## Texto de leitura
☆ ☆ ☆ ☆ ☆ ☆ ☆
Acórdão nº 362/11.4TBCNT-Q.C1.S1 de Supremo Tribunal de Justiça (Portugal), 14 de Julho de 2016

Magistrado ResponsávelFONSECA RAMOS
Data da Resolução14 de Julho de 2016
EmissorSupremo Tribunal de Justiça (Portugal)

R-553[1] Acordam no Supremo Tribunal de Justiça A Massa Insolvente de AA, S.A.

, deduziu, em 21. 9.2012, Oposição à Execução, pendente no 2º Juízo do Tribunal da Comarca de Cantanhede, agora Comarca de Coimbra, Coimbra – Inst. Central – Secção de Comércio – J2, contra si instaurada pela Senhora Advogada, Dr.ª BB, no valor de € 53.260,35 alegando, em síntese, que a nota de honorários que serve de título executivo reporta-se a serviços prestados antes da instauração do processo de insolvência, sendo, por conseguinte, um crédito sobre a insolvência e não sobre a Massa, pelo que deveria ter sido reclamado oportunamente no processo de insolvência; ademais, a dívida reclamada não foi aprovada pelo Senhor Administrador da Insolvência.

Conclui, pedindo pela sua absolvição da instância, por não ser este o processo próprio para a Exequente fazer valer o seu crédito.

Notificada da oposição, veio a Exequente defender a improcedência da mesma, alegando, em suma, ter a dívida sido reconhecida por quem detinha a administração da Massa, sendo que o senhor Administrador da Insolvência não só conhecia o facto de a Exequente ter prestado inúmeros serviços jurídicos àquela, como lhe comunicou que iria proceder ao pagamento da quantia em causa, o que nunca fez; acresce, que conforme o Acórdão do Tribunal da Relação de Coimbra, proferido nos autos, a quantia exequenda configura-se como dívida da massa insolvente e não da devedora insolvente, sendo, assim este o meio processual adequado para obter o pagamento em causa.

Pede a condenação da Executada como litigante de má-fé, na multa processual e numa indemnização a favor da Exequente em quantia não inferior a € 5.000,00.
☆ ☆ ☆ ☆ ☆ ☆ ☆
## Dados extraídos
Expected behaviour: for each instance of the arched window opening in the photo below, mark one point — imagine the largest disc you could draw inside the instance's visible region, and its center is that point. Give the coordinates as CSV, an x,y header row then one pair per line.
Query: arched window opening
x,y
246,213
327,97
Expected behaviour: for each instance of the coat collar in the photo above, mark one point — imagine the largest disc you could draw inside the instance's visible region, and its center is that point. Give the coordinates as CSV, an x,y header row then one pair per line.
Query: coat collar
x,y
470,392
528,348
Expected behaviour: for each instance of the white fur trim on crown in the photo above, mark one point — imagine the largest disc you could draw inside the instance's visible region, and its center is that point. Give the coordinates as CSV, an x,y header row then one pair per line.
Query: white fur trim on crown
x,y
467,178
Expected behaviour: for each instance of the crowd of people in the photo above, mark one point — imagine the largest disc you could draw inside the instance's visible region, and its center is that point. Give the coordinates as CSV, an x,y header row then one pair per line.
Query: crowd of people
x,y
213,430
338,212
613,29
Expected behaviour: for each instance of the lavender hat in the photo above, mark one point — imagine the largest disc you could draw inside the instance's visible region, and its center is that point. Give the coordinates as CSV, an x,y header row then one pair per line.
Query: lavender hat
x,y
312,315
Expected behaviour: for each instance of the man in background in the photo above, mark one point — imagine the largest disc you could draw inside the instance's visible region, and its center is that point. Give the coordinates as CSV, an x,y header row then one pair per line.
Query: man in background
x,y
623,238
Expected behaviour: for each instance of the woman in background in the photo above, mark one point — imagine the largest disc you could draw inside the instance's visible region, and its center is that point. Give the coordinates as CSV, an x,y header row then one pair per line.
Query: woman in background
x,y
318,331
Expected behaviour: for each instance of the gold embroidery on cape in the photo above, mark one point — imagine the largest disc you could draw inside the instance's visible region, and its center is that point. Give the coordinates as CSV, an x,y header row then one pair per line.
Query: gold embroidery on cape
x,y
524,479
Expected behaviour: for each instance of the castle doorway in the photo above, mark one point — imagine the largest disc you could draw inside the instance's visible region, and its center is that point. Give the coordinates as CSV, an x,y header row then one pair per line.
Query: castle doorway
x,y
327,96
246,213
☆ ☆ ☆ ☆ ☆ ☆ ☆
Segundo o acórdão, qual é o valor da execução instaurada contra a Massa Insolvente?

€ 53.260,35.